§ **Selection**
The Flaw of Averages shows up here (compare mean of simulation output to the profit we got by replacing demand with mean demand).

print(f"Deterministic profit = {deterministic_profit}")
print(f"Simulation profit = {profit_sim.describe()['mean']}")
Deterministic profit = 447.5
Simulation profit = 347.8325

By ignoring uncertainty, we were wildly optimistic as to what our mean profit would be.

QUESTION Why do you think these numbers are so different?

Let’s look at the histogram of profit based on the simulation model to shed some light on this.

plt.title("Profit histogram")
plt.xlabel("Profit")
plt.ylabel("Num observations")
plt.ylim(0, 600)
plt.hist(profit_sim, density=False);

While demand was normally distributed, the resulting profit distribution is definitely not normally distributed. I’m sure you’ve figured out why this histogram has the shape it does and how this relates to the Flaw of Averages.

§ **Exercise goal**
Write the next part of the profit simulation walkthrough, picking up right after its last sentence.

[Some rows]
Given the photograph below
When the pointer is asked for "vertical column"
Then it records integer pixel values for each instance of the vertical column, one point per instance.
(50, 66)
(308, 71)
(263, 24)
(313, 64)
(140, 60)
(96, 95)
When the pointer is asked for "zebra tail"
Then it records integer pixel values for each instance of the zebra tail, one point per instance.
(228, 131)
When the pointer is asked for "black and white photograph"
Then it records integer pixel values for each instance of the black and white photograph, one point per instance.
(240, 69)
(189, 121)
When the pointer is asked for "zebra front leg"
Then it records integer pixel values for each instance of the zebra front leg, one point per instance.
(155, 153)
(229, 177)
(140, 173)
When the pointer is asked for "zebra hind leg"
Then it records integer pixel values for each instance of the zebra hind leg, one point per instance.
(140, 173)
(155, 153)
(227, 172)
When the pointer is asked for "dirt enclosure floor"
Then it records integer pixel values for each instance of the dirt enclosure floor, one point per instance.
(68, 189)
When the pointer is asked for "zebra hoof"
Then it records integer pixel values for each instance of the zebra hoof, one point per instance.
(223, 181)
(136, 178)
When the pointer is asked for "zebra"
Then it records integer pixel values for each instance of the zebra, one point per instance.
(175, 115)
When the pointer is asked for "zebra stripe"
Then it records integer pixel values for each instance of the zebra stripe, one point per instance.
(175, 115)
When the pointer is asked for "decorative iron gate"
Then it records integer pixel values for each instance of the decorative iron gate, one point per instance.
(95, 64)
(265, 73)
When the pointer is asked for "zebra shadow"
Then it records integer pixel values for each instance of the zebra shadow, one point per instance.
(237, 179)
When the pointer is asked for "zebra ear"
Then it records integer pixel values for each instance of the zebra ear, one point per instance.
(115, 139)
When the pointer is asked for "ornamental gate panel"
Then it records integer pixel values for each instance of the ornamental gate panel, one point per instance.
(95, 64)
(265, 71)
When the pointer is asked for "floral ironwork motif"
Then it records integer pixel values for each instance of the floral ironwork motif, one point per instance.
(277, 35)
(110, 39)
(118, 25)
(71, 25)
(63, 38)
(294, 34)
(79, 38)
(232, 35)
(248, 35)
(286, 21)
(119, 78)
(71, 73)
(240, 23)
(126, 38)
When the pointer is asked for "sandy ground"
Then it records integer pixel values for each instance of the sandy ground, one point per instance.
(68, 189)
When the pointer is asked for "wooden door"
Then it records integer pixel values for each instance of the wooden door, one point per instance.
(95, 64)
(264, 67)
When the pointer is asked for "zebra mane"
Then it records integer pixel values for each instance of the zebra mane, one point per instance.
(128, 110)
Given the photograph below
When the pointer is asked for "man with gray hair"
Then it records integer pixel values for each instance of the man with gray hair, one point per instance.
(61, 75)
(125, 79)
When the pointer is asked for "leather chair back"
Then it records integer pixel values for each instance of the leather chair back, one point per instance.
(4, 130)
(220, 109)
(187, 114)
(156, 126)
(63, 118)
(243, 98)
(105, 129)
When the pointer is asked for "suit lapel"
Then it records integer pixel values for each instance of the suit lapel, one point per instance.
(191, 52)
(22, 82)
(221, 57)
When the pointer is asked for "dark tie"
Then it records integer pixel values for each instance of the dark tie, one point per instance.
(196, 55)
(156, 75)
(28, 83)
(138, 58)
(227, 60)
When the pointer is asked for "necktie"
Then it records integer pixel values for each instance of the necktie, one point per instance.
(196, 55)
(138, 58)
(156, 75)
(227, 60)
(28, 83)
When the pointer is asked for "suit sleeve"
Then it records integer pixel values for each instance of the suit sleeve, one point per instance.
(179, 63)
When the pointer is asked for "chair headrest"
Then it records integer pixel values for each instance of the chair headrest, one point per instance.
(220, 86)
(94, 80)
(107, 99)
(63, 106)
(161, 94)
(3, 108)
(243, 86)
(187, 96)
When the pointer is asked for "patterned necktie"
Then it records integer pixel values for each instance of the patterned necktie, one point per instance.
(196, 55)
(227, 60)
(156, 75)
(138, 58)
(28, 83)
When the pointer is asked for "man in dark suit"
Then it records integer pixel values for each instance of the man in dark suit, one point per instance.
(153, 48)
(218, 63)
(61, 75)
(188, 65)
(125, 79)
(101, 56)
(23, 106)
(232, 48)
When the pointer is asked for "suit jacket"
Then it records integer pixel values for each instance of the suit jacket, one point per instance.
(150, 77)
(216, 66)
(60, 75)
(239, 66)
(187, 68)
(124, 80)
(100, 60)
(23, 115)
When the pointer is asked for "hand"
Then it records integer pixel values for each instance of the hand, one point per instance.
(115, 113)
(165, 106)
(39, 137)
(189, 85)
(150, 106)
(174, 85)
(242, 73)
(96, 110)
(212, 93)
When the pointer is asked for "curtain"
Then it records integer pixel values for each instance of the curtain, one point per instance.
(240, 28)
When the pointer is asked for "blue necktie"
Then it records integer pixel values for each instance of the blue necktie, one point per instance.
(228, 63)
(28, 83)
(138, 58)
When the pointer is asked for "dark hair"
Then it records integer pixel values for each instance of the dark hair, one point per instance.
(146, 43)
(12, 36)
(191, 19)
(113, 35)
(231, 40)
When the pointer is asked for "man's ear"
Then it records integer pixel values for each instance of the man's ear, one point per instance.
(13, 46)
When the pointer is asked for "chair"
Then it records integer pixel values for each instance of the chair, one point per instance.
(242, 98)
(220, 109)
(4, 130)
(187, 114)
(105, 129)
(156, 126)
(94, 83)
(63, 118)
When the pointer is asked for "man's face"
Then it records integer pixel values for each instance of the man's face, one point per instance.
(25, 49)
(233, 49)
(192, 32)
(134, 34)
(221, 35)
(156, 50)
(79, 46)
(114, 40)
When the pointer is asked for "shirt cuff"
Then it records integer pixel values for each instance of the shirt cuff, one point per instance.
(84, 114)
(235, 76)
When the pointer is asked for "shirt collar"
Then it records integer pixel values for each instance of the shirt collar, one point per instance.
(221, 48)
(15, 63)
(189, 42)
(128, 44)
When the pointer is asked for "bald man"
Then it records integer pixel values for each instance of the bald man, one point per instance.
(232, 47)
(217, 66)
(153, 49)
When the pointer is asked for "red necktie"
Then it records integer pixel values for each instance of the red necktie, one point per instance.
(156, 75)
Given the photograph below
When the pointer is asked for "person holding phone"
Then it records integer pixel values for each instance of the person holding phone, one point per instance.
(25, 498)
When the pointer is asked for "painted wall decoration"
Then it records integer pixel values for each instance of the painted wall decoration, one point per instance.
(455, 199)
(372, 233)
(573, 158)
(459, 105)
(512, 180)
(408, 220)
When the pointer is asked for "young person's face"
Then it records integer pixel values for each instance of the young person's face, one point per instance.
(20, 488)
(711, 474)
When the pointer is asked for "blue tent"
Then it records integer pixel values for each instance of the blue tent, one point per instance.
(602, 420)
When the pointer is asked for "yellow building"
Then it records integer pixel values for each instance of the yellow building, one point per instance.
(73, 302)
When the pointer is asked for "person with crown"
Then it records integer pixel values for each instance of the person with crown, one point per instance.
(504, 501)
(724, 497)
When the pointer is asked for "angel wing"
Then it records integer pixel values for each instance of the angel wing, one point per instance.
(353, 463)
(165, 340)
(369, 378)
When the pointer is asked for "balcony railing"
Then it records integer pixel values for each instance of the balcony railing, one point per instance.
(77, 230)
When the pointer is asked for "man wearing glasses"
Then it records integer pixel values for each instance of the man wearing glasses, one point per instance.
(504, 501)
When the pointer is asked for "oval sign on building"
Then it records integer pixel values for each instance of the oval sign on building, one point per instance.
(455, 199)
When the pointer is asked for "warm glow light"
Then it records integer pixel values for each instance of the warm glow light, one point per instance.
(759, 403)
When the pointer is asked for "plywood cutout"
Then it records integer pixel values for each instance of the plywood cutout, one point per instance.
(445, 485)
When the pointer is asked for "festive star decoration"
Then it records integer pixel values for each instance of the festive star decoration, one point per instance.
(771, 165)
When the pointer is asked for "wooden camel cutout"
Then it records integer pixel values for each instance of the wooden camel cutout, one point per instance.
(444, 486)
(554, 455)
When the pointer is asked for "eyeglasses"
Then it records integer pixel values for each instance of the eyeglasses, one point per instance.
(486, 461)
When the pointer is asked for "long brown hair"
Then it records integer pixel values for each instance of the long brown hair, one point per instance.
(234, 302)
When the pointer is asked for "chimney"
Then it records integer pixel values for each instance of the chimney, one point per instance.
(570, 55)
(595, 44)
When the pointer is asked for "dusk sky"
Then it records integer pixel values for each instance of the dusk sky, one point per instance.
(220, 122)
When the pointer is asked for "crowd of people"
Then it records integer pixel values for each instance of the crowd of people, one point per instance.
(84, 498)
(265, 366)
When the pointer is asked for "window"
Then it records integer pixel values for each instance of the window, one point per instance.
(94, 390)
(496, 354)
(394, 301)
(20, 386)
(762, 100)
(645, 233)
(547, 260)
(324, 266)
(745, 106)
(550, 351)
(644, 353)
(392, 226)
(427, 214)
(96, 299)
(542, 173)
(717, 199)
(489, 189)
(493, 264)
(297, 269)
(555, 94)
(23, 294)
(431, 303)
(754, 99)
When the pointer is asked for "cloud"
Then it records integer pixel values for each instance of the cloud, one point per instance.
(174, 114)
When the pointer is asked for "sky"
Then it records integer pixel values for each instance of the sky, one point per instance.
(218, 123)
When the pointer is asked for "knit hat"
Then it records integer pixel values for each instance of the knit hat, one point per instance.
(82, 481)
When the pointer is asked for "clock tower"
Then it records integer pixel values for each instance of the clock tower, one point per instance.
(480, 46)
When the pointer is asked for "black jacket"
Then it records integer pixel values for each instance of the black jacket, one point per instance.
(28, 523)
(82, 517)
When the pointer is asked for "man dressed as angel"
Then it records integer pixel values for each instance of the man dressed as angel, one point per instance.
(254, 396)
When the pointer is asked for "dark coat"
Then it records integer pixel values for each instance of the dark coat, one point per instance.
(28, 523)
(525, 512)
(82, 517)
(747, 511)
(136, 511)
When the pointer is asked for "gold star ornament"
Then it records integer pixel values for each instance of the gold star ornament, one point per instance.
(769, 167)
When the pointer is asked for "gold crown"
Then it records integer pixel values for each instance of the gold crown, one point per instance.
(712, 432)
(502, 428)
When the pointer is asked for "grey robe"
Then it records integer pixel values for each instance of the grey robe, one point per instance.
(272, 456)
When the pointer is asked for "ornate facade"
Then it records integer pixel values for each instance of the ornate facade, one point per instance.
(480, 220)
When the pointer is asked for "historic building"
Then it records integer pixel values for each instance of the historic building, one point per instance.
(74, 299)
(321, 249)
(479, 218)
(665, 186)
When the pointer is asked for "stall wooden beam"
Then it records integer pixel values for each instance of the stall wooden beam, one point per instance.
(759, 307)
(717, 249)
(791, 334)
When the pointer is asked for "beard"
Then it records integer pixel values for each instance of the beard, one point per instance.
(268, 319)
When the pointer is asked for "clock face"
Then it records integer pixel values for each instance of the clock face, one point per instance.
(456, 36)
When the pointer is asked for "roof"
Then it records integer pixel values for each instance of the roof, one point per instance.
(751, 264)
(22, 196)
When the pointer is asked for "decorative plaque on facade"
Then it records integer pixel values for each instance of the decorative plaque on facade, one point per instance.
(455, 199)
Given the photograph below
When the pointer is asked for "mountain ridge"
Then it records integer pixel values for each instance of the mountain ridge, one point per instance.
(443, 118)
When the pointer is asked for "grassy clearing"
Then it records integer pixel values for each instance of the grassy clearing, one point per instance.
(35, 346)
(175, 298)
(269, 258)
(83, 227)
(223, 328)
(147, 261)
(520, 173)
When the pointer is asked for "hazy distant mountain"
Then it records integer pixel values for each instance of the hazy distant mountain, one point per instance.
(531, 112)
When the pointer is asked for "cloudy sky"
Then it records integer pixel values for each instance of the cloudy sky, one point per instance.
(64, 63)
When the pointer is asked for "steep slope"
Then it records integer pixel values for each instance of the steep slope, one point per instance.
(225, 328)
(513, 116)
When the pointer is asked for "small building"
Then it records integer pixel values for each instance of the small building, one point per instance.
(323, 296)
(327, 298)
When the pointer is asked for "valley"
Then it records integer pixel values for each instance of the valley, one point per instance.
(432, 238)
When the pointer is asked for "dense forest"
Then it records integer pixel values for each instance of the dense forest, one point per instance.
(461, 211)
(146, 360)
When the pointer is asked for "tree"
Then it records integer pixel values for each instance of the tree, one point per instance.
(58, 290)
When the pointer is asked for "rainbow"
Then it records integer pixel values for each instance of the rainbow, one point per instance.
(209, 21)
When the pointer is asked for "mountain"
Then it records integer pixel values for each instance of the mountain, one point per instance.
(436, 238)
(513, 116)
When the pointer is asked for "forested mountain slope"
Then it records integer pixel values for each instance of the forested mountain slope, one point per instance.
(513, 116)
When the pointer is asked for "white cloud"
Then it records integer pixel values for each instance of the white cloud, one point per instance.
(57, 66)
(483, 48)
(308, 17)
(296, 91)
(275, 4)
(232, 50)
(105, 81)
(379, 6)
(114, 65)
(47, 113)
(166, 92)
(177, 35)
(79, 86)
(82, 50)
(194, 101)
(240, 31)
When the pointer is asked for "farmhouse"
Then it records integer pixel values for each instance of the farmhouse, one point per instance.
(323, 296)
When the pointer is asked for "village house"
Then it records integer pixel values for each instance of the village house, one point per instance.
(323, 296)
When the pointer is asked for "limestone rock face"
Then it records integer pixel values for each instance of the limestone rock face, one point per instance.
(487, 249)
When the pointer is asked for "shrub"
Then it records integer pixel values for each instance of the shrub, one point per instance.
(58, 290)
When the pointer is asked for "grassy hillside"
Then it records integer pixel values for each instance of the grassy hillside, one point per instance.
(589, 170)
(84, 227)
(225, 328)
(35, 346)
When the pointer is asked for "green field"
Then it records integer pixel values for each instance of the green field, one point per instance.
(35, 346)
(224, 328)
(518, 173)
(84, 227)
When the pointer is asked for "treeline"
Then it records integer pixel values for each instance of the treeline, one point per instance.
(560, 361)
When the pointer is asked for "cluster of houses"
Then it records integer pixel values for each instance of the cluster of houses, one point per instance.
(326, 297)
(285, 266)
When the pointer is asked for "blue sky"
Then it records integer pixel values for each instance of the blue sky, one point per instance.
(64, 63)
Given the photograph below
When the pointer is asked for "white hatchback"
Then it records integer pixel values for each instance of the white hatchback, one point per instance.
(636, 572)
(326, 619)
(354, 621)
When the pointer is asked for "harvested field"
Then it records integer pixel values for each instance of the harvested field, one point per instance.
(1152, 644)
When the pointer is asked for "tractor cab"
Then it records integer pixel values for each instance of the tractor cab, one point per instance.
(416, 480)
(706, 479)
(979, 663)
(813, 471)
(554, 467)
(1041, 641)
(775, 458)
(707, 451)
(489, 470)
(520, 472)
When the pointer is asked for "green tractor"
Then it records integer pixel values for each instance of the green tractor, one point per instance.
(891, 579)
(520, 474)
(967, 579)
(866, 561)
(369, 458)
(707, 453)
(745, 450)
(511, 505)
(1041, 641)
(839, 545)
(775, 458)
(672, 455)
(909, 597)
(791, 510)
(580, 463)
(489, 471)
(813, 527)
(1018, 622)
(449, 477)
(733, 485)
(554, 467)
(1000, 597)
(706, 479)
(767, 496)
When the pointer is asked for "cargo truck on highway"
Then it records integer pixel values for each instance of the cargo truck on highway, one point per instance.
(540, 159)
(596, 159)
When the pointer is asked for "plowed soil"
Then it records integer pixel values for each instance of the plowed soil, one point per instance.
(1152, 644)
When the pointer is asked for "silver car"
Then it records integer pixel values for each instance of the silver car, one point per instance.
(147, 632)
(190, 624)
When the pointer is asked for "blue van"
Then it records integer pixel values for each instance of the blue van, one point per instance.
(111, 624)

§ **Answer to this task**
The scipy.stats library can be used to answer typical questions about the distribution of profit.

from scipy import stats

What’s the chance we have a negative profit?

print(stats.percentileofscore(profit_sim, 0) / 100.0)
0.063
# Probability profit is between -200, 200
print((stats.percentileofscore(profit_sim, 200) - stats.percentileofscore(profit_sim, -200)) / 100.0)
0.1895

We can create an empirical cumulative distribution function for profit_sim and then use it to customize plots.

profit_cdf = stats.cumfreq(profit_sim)
x = profit_cdf.lowerlimit + np.linspace(0, profit_cdf.binsize * profit_cdf.cumcount.size,
                                 profit_cdf.cumcount.size)
fig = plt.figure(figsize=(10, 4))
ax1 = fig.add_subplot(1, 2, 1)
ax2 = fig.add_subplot(1, 2, 2)
ax1.hist(profit_sim, bins=25)
ax1.set_title('Histogram of simulated profit')
ax1.set_xlabel('Profit')
ax2.bar(x, profit_cdf.cumcount, width=profit_cdf.binsize)
ax2.set_title('Cumulative histogram of simulated profit')
ax2.set_xlabel('Profit')
ax2.set_xlim([x.min(), x.max()])
(-679.5833333333334, 562.0833333333329)

Multiple Uncertain Inputs

Again, note how we used a list comprehension to evaluate profit for each demand realization. If we have multiple random inputs we cannot use multiple for statements as we don’t want the cross product of the random number vectors. Instead we’d need to zip them up into tuples. Here’s a simple example of tuple zipping.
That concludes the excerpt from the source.